# TASK REQUIREMENTS
Each line holding the word "daffodil" must appear in the answer, copied from the entries.

# DATA SUPPLIED
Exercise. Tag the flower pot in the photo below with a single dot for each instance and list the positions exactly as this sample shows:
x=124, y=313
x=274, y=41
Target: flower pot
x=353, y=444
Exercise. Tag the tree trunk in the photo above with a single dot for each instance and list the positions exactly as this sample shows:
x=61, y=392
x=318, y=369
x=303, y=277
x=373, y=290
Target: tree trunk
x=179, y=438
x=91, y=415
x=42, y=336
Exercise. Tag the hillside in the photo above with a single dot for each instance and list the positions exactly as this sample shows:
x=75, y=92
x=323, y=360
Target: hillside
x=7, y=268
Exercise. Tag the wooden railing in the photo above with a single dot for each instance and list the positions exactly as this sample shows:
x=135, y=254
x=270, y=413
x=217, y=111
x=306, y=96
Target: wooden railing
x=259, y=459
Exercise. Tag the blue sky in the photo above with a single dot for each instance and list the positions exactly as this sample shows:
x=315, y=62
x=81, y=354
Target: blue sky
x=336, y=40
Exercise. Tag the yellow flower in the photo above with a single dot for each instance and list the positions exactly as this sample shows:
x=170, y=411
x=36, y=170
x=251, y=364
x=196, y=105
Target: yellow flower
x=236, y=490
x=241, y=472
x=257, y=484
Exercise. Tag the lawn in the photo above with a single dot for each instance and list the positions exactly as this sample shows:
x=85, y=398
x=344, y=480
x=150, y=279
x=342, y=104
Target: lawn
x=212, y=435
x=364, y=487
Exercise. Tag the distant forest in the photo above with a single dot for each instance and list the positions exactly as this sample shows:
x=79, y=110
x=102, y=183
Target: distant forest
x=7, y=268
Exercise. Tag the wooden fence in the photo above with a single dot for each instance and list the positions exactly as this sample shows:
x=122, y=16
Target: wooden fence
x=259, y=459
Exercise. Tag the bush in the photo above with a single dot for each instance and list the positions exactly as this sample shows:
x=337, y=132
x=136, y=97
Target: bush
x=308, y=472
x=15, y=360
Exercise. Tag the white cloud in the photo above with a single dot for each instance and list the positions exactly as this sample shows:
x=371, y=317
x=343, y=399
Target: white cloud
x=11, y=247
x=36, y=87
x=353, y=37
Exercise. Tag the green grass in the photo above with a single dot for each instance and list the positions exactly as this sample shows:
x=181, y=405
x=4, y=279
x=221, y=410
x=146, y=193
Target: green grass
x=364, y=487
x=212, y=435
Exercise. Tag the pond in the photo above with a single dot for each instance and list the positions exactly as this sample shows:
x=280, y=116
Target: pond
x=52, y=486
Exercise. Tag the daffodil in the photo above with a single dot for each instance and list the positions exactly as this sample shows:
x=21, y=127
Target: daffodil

# EXERCISE OUTPUT
Exercise. Tag the daffodil in the photo above with a single dot for each instance and list the positions exactly as this sample shows:
Target: daffodil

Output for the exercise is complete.